_EXTRACT_
Github PK Tool:Github PK Tool

Preferred name from incorrect CDB file

sandertan opened this issue · comments

Hi @tomolopolis another question and/or bug: I've been cleaning up the concept table with Dutch words that we use for creating the MedCAT CDB file. I noticed that when I use a new CDB file, for a new or existing project, that the "Concept Summary" can still display the "Name"/preferred name/pretty name of the concept from a difference CDB file. I'm not experienced in Vue so I haven't been able to pinpoint the root of this issue, but I think this is a bug. Edit: The API returns the wrong pretty_name, I'll look into this tomorrow.

Example

In the last screenshot, the preferred name of "pneumothorax" contains "NAO". This is a suffix in some names from Dutch MedDRA, and not useful for entity linking, so I removed this from the concept table and generated a new CDB file. I tested it in a Jupyter notebook with MedCAT, and the issue seems resolved there:
image

Also, in this new CDB I've added a new concept, "methotrexaat" to verify MCT uses the updated CDB. (I still need to add a TUI to this concept so dont worry about that).

In MedCATtrainer, the new concept "methotrexaat" is correctly identified, so I'm sure the updated CDB is in use. But the preferred name still contains "NAO". I suspect this name is retrieved from a different CDB file in the same MedCATtrainer instance.
image

Seems to be caused around here:

pretty_name = ""
I'll try to debug it.

I think the application uses a general CUI lookup table that spans across projects, because the GET request for filling in this "Concept Summary" can only pass the CUI, not the ConceptDB ID: /api/concepts/?cui=C0032326

Do you think it would make sense to extract the pretty name from the project-specific CDB instead? In our current use case we're experimenting with different concept databases with different preferred names for CUIs, because we have to do quite some preprocessing to get a clean list of dutch concept names.

yes you're correct in thinking the concepts table has a primary key of the the concept cui from a given CDB. The original intention around this was to have potentially many projects using one CDBs worth of concepts, and therefore not forcing folks to import concepts from each CDB per project, but this has been limiting at times.

We could look to improve the concepts table somehow or the concept pretty name lookup could be improved to alternatively look within the project specific CDB.

Let me know if you would like me to look into adding this change. I'm not sure though if other parts of the application rely on this "one concept table" paradigm as well.

@tomolopolis We can close this one for now. When using different CDB universes with different pretty names, this issue can be solved by setting up multiple MedCATTrainer instances.

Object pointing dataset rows
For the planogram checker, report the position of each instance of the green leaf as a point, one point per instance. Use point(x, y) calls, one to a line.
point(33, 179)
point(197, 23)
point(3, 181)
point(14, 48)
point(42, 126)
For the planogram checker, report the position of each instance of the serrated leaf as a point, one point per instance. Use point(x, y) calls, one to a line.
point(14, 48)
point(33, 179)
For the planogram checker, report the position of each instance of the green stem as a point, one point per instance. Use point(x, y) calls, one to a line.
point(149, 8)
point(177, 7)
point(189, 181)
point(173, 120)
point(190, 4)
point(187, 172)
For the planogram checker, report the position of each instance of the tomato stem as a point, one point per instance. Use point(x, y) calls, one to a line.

_GIVEN PROBLEM 1_
Answer these questions about the issue thread:
(a) What suffix did the preferred name of "pneumothorax" contain?
(b) Which new concept was added to the new CDB to check that the updated CDB was in use?
(c) According to the last comment, how can the issue be solved when using different CDB universes with different pretty names?
_GIVEN PROBLEM 2_
Rewrite the entries from the line containing "of the serrated" down to the end of the entries, swapping "planogram checker" for "shelf audit tool" and leaving everything else unchanged.

_EXERCISE RESPONSE 1_
(a) "NAO"
(b) "methotrexaat"
(c) By setting up multiple MedCATTrainer instances.

_EXERCISE RESPONSE 2_
For the shelf audit tool, report the position of each instance of the serrated leaf as a point, one point per instance. Use point(x, y) calls, one to a line.
point(14, 48)
point(33, 179)
For the shelf audit tool, report the position of each instance of the green stem as a point, one point per instance. Use point(x, y) calls, one to a line.
point(149, 8)
point(177, 7)
point(189, 181)
point(173, 120)
point(190, 4)
point(187, 172)
For the shelf audit tool, report the position of each instance of the tomato stem as a point, one point per instance. Use point(x, y) calls, one to a line.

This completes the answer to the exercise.